WHAT YOU SHOULD DO> Reproduce the records below from the line with "Place one point on every instance of the power" up to and including the line with "[(986, 91)]", keeping the requests and scaling every coordinate in the answers by 0.6, rounded to whole numbers with halves going up. Return those lines and nothing else.
★ ★ ★ ★ ★
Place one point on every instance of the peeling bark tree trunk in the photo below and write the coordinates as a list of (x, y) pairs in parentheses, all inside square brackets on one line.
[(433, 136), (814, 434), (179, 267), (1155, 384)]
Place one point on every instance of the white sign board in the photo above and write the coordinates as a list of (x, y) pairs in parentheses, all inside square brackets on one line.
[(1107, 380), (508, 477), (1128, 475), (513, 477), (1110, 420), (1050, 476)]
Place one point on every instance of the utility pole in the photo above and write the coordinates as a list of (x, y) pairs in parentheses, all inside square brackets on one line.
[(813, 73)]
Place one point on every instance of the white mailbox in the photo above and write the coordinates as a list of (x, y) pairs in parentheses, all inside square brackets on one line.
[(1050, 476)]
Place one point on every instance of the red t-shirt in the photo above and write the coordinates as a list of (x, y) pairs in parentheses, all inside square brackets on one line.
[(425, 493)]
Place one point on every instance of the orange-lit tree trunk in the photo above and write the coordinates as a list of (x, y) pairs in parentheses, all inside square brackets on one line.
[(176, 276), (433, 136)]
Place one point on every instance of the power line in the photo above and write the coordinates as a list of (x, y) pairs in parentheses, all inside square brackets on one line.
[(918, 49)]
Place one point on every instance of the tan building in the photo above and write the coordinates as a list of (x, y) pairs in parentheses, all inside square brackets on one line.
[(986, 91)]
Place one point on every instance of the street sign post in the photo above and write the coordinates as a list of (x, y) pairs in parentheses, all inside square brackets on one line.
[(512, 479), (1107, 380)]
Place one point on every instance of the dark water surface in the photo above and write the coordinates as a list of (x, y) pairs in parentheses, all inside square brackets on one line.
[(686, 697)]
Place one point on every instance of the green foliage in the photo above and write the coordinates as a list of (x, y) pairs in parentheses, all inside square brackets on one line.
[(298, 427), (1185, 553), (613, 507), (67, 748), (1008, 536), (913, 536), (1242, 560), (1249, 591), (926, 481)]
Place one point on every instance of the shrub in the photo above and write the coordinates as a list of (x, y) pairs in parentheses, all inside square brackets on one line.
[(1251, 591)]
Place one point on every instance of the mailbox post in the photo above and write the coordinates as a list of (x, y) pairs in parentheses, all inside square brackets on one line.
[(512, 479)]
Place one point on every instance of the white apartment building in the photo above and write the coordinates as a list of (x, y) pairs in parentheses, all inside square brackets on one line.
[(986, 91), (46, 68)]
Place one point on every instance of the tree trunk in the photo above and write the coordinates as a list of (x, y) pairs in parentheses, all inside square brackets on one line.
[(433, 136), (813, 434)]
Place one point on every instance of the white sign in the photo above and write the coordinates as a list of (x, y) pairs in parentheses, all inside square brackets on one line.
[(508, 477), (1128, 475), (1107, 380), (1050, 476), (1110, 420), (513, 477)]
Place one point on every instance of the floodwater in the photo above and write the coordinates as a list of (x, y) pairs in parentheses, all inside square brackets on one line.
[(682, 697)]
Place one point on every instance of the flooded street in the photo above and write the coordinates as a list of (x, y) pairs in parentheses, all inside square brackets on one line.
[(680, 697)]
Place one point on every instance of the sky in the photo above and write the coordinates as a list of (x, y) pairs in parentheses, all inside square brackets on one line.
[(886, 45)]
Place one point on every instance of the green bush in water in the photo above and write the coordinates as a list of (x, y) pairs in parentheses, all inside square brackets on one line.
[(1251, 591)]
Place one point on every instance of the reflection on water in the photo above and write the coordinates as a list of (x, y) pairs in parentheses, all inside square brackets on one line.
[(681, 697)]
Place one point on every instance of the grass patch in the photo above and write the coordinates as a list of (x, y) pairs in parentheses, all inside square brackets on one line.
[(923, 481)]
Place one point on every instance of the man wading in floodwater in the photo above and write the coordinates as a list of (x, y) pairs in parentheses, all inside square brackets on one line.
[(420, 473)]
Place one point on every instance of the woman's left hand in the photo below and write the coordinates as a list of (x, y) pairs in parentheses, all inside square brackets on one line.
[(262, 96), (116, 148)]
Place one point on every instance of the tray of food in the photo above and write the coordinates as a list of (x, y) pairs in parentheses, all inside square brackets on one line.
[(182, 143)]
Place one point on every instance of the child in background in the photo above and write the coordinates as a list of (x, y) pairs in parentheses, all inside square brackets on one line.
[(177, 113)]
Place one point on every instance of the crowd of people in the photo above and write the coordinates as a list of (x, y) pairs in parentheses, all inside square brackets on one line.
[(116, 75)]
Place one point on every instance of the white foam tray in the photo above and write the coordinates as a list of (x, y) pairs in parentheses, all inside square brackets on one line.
★ ★ ★ ★ ★
RESPONSE TO THIS TASK>
Place one point on every instance of the power line in the photo above and write the coordinates as a list of (x, y) pairs in parentheses, all inside square brackets on one line.
[(551, 29)]
Place one point on every instance of the tan building in the photo above and write the coordinates as a list of (x, y) pairs in parentheses, all inside square brackets on one line.
[(592, 55)]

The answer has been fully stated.